Dataset entries:
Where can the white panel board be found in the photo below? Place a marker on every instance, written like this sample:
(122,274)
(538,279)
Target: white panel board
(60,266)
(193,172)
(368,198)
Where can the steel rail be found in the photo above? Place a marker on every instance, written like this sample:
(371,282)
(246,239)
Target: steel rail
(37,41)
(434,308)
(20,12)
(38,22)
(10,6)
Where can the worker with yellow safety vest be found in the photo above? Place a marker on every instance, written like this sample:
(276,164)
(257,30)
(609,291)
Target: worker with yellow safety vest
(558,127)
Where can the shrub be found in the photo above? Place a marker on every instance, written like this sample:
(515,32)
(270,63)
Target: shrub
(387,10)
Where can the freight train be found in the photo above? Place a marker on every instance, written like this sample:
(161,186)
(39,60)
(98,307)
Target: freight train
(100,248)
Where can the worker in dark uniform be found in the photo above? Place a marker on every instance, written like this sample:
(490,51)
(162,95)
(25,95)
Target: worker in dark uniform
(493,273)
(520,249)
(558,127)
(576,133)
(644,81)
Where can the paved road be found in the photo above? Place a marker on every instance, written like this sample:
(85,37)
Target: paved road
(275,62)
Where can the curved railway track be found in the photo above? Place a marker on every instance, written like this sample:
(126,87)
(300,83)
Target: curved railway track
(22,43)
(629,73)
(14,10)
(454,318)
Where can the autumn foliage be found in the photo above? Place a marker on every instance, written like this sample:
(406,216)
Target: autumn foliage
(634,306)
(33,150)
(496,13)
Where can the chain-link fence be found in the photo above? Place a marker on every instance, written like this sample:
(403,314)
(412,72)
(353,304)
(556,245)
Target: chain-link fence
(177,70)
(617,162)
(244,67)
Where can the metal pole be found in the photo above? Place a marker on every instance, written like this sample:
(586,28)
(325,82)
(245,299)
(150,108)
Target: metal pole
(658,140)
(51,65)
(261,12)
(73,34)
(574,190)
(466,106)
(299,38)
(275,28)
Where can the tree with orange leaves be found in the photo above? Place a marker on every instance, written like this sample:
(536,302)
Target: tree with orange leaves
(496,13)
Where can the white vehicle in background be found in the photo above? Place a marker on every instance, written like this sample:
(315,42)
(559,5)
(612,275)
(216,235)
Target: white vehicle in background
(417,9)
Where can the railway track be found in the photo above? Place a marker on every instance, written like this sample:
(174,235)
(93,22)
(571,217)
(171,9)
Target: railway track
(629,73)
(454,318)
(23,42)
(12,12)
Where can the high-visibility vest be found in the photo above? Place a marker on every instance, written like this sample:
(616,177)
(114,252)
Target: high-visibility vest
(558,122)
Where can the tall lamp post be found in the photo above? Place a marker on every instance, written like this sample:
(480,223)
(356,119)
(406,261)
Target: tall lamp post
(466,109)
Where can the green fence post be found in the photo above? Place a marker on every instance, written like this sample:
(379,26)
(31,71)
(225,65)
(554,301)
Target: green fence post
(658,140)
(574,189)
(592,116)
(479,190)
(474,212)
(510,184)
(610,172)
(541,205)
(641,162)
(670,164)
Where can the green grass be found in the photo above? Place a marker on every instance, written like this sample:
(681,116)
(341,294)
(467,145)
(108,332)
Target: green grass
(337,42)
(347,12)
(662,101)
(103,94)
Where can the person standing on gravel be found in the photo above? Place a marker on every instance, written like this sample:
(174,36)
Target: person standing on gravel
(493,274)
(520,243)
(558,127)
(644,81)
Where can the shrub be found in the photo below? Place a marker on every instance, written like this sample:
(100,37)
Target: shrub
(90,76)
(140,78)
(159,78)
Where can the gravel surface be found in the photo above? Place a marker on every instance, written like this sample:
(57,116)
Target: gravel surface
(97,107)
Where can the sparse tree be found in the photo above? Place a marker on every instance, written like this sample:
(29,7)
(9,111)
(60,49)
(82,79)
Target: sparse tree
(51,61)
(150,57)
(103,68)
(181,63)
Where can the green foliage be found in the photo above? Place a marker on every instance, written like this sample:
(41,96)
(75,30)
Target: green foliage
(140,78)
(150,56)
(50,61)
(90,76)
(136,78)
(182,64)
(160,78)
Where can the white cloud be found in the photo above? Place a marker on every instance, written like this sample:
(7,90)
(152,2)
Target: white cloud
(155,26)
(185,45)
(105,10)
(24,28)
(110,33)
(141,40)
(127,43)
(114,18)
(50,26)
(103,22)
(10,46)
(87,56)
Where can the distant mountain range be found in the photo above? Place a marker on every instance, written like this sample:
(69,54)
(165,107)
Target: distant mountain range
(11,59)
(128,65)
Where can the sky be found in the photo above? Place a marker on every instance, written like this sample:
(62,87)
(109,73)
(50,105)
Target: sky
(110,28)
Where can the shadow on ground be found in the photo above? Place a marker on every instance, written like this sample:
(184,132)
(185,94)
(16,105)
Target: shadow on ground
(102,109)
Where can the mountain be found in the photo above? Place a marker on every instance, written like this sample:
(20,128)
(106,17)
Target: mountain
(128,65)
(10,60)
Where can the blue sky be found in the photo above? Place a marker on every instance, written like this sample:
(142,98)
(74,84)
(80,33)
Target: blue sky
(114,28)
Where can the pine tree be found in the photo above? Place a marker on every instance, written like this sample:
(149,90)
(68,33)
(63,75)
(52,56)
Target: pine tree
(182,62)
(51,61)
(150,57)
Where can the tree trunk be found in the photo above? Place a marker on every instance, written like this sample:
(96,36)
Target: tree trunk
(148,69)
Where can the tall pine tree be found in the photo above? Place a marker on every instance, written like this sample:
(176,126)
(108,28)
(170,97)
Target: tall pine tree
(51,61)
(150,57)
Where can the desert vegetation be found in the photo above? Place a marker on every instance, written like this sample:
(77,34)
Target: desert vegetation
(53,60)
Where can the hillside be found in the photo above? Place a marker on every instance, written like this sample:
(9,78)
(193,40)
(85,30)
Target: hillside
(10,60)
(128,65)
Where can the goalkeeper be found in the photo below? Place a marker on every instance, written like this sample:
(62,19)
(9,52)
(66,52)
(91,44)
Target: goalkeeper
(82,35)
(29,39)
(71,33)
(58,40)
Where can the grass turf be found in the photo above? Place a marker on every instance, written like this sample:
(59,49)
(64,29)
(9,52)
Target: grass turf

What you should do: Nothing but a number should be given: the count of lines above that include the string "turf".

Response to the task: 2